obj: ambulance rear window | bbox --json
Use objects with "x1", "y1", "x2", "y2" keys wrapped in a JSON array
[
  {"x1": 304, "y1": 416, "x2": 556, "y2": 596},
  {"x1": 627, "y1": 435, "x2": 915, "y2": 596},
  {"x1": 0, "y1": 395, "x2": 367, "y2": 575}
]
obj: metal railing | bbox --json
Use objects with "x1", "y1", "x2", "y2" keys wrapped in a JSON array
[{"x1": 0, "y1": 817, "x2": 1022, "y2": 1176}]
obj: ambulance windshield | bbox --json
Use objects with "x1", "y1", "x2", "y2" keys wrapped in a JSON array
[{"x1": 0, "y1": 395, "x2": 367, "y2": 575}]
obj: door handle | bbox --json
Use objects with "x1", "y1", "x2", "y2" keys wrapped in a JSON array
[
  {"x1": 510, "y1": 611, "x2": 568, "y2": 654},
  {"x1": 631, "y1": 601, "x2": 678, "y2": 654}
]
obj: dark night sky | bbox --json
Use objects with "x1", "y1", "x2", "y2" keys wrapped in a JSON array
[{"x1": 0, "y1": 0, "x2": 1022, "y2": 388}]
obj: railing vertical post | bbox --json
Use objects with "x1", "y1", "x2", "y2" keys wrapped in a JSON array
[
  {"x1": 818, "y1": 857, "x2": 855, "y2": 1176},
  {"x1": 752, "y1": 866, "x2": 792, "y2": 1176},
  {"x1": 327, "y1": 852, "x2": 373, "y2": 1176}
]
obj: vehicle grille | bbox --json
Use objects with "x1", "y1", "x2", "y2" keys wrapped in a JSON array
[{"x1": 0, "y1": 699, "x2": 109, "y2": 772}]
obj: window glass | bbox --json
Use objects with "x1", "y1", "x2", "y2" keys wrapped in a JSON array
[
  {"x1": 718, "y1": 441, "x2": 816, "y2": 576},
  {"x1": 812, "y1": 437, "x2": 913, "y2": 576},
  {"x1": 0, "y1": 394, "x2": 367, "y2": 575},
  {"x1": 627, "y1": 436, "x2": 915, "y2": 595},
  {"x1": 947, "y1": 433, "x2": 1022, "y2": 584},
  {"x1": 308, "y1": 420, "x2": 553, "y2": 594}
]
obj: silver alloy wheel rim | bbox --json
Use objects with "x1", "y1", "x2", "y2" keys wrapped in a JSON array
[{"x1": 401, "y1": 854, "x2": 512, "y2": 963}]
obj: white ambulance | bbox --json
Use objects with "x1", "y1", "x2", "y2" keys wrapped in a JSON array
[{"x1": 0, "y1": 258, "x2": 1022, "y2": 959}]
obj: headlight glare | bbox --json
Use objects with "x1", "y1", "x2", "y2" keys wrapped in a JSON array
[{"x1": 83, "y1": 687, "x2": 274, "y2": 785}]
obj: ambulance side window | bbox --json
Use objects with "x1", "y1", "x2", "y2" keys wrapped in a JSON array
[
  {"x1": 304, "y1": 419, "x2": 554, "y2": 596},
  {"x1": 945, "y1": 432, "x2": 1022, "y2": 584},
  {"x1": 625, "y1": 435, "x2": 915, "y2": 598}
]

——

## AIM:
Pull out each line of the material above that contains the word "window", with case counting.

## OUTPUT FOR THIS TASK:
obj: ambulance rear window | bbox --json
obj: window glass | bbox --json
obj: ambulance side window | bbox --json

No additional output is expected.